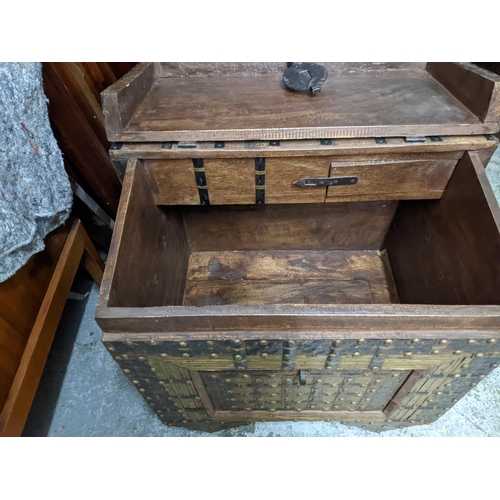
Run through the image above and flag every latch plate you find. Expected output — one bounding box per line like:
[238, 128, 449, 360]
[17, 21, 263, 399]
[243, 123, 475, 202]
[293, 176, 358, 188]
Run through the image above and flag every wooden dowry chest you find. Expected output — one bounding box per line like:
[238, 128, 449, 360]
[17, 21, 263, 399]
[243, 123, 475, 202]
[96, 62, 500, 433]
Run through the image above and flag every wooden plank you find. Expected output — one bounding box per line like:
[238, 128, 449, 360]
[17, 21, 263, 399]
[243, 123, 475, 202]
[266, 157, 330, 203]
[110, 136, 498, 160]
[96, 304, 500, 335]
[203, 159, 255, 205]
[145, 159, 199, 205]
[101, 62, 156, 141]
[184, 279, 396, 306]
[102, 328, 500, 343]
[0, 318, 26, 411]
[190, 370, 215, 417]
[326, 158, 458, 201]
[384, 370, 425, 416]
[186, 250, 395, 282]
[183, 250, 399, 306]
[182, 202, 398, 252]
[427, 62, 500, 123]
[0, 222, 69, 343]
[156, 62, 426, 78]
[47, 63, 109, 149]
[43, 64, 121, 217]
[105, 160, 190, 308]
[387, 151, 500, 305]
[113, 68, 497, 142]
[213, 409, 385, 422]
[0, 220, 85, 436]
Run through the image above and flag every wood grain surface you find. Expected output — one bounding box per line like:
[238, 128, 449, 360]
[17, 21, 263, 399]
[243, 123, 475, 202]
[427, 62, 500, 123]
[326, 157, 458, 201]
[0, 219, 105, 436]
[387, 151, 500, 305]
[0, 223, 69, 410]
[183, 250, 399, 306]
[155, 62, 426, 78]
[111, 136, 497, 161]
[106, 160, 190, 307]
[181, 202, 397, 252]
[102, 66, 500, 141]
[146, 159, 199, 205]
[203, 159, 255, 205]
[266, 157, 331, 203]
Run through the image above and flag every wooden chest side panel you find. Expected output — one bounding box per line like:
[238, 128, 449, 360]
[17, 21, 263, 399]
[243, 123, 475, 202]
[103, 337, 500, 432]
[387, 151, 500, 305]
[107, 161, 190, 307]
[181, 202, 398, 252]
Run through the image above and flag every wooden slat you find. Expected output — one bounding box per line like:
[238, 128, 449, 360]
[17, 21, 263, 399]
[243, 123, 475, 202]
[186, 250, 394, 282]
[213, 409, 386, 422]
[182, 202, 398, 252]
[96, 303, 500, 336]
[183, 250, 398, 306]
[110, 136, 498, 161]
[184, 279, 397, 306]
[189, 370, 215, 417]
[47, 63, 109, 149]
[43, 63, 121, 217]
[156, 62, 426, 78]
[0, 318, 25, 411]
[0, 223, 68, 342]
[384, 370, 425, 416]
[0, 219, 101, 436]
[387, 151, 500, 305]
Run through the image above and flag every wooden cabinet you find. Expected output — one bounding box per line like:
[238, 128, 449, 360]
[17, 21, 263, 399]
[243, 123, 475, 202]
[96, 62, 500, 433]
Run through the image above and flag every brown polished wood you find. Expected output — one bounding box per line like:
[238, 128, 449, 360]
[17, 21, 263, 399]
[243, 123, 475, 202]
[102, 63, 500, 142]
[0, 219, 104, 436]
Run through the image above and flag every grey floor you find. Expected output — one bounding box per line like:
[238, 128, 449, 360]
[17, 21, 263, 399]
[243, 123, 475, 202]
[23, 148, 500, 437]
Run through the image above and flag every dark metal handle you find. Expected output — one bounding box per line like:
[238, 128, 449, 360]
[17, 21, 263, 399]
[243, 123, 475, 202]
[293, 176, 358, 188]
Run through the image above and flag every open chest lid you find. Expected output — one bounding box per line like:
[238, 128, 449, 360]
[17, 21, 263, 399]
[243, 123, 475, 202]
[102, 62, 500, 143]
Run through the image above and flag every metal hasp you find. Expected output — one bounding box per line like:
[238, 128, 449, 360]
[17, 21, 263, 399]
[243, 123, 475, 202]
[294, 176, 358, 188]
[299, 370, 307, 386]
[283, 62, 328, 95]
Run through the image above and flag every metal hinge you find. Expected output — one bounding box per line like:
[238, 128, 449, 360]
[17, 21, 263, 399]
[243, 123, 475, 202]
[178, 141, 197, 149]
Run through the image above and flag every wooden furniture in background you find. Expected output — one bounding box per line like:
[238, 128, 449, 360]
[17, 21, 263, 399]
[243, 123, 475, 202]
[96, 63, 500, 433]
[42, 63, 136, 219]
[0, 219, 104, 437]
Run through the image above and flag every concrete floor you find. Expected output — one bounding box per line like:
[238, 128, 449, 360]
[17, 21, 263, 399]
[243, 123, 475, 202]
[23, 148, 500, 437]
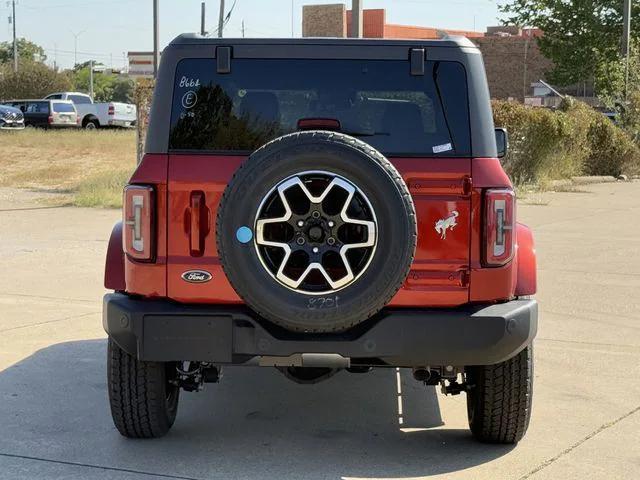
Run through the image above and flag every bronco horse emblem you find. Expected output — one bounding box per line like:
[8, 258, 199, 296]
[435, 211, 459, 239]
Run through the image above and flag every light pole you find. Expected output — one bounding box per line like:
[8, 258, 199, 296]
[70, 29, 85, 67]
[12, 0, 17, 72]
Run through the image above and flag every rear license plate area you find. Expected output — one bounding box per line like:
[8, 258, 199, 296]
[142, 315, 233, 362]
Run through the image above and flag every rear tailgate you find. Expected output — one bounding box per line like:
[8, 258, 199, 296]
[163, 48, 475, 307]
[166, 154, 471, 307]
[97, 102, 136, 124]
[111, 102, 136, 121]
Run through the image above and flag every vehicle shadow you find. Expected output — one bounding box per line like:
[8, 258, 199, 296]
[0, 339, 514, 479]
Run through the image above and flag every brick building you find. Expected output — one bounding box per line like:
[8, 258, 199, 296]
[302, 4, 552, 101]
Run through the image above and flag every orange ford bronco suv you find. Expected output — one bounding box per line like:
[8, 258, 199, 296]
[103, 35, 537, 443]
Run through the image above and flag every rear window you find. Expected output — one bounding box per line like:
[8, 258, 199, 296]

• [EXERCISE INSTRUCTIONS]: In the listing above, the line with "Run through the image above and flag every orange" and every line after it must be set down word for word, and no other line.

• [TASK ANSWER]:
Run through the image above and flag every orange ford bronco suv you find. Expected output — one bounding box per line like:
[8, 258, 199, 296]
[103, 35, 537, 443]
Run through the image above and flag every rear window you find. Expected output — one bounding box per line like:
[8, 258, 199, 296]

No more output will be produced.